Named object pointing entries

►

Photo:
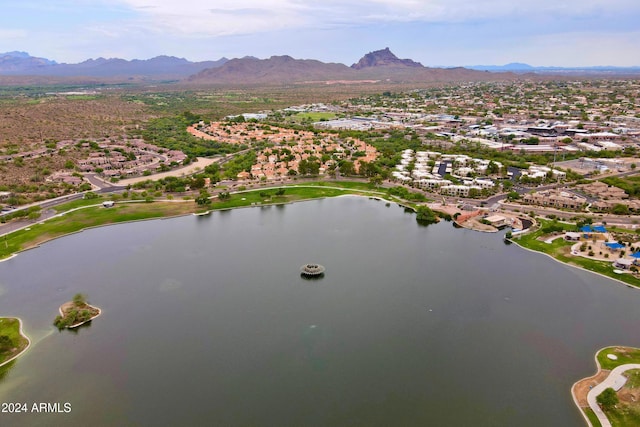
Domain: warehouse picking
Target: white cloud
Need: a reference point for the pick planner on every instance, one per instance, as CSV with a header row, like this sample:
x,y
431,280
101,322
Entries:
x,y
249,16
8,33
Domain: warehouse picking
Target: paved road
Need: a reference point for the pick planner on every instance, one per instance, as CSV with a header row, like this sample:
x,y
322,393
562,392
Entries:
x,y
615,380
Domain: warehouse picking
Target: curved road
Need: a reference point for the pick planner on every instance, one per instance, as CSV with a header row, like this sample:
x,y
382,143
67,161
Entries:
x,y
615,380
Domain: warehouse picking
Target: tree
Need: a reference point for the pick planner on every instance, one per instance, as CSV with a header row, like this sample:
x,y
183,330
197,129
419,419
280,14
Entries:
x,y
493,168
79,299
376,180
608,399
347,168
425,216
6,343
204,198
620,209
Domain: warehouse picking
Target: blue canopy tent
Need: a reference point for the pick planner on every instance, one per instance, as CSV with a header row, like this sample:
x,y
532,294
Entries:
x,y
614,245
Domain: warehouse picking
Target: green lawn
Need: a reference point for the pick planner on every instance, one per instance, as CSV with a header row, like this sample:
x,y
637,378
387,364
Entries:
x,y
625,355
558,250
93,214
14,343
311,117
595,422
89,217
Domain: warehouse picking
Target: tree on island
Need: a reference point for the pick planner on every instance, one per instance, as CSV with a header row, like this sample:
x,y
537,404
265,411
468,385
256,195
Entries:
x,y
76,312
79,299
204,198
425,216
608,399
6,343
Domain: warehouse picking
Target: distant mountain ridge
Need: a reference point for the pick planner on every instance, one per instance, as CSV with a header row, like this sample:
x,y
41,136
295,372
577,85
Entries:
x,y
21,63
383,58
379,65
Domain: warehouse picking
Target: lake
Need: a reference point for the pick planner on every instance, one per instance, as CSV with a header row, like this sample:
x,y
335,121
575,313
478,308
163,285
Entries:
x,y
206,321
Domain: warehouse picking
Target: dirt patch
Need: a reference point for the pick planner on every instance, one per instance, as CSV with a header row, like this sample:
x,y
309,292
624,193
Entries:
x,y
475,224
582,387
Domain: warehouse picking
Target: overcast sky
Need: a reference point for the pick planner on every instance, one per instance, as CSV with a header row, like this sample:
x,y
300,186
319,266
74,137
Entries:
x,y
433,32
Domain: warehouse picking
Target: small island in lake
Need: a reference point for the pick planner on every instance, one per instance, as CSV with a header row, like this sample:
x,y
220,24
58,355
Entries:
x,y
12,341
312,270
75,313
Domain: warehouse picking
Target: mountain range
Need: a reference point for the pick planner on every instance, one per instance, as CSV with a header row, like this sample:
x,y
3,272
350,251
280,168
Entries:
x,y
160,67
380,65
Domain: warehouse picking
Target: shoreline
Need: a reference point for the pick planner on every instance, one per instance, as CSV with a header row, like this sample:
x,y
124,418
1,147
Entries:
x,y
600,377
24,336
573,265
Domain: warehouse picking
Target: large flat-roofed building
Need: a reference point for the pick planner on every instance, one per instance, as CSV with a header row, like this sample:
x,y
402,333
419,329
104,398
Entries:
x,y
556,199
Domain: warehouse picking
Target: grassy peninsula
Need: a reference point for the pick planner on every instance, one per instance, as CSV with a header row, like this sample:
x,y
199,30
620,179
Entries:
x,y
625,408
12,341
80,215
560,250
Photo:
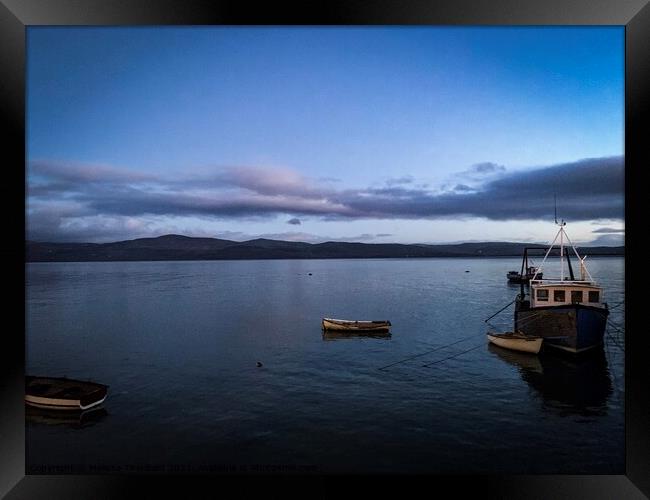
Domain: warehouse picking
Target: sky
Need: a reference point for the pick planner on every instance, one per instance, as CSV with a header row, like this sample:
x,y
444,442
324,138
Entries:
x,y
369,134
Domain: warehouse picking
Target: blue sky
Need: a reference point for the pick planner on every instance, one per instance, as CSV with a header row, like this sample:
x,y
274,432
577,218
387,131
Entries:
x,y
374,134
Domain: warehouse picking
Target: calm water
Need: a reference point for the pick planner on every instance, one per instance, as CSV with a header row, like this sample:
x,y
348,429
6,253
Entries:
x,y
178,343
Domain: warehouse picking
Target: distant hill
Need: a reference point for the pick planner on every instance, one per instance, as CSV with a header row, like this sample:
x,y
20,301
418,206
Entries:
x,y
177,247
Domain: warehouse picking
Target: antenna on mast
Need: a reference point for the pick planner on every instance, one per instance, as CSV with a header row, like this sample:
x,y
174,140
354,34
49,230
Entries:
x,y
555,208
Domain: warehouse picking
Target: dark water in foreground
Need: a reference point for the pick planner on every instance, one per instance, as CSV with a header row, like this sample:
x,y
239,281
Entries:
x,y
178,344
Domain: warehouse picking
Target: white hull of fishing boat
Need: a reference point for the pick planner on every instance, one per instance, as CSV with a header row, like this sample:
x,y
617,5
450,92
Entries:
x,y
516,342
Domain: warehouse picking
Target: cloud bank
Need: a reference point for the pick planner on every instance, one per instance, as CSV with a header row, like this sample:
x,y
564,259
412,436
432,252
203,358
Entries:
x,y
69,201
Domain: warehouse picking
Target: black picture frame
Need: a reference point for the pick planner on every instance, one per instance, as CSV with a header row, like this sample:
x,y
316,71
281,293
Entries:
x,y
16,15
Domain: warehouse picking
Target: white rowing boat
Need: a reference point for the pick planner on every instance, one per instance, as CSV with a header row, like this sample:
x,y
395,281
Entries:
x,y
355,326
63,393
516,341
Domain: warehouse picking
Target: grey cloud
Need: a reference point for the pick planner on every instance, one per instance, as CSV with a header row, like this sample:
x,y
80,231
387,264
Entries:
x,y
609,240
407,179
487,168
586,190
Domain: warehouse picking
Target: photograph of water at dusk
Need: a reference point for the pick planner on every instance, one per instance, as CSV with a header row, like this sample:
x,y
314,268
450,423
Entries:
x,y
316,250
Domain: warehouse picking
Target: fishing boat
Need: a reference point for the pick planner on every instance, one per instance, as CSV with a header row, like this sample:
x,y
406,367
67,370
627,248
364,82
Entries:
x,y
568,313
63,393
516,341
528,271
344,325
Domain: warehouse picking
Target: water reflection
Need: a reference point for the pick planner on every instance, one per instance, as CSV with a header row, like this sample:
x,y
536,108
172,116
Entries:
x,y
578,385
333,335
76,419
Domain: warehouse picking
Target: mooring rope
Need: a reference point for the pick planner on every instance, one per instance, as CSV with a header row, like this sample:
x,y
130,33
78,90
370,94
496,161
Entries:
x,y
453,356
502,309
429,351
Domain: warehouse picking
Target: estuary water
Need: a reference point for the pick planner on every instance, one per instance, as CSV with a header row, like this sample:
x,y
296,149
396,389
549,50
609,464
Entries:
x,y
178,343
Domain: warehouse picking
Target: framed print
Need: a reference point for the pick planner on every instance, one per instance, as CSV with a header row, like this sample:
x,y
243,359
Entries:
x,y
262,247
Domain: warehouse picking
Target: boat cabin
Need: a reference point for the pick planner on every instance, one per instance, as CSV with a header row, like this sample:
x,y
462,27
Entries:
x,y
556,293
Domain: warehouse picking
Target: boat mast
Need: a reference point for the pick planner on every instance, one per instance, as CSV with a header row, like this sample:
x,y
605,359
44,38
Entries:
x,y
561,239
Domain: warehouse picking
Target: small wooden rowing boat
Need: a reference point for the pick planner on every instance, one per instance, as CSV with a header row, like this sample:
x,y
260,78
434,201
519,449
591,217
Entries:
x,y
516,341
63,393
345,325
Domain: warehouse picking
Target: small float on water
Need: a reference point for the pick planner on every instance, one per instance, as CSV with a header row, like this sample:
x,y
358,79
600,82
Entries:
x,y
60,393
345,325
517,341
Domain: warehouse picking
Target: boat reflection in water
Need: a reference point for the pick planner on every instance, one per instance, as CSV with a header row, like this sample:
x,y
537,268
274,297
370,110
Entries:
x,y
335,335
75,419
570,385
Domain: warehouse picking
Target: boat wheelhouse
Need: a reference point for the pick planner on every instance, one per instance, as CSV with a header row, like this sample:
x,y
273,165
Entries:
x,y
569,313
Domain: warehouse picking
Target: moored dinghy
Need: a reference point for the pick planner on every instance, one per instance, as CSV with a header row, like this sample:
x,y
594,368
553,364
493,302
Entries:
x,y
344,325
516,341
63,393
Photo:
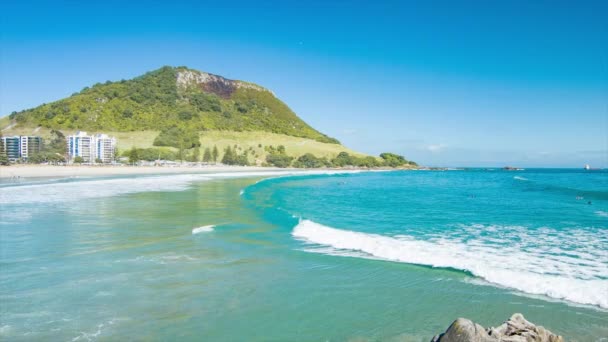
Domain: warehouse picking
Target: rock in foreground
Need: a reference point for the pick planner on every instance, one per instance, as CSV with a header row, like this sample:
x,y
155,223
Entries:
x,y
516,329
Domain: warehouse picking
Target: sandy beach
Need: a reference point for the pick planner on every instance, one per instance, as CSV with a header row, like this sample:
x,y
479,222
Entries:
x,y
38,171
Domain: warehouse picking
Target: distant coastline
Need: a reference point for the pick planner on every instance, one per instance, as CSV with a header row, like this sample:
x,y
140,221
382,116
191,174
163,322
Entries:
x,y
41,171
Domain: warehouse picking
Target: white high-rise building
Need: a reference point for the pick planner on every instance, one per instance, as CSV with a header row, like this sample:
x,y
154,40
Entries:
x,y
104,148
90,148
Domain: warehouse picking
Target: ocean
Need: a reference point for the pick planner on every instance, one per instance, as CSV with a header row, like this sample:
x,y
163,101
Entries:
x,y
317,256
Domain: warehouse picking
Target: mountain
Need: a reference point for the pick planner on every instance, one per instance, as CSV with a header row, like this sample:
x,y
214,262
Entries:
x,y
171,97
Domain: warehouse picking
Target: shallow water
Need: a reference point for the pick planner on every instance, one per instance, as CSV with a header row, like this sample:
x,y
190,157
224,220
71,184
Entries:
x,y
377,256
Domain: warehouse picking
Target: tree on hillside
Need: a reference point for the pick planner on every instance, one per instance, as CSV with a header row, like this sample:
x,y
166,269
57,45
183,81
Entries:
x,y
196,154
215,154
229,156
393,160
133,155
207,155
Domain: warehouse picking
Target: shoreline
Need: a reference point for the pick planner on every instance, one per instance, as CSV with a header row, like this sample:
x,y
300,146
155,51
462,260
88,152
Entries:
x,y
27,171
44,171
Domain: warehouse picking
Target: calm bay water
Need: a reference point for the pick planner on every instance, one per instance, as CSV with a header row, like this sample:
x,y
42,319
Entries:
x,y
372,256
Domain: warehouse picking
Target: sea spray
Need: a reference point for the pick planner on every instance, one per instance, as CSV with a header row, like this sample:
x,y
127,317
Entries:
x,y
511,268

◄

__Written exercise__. Tally the lines in the rows above that contain the word "small" and give only the resulting number.

__Response__. 3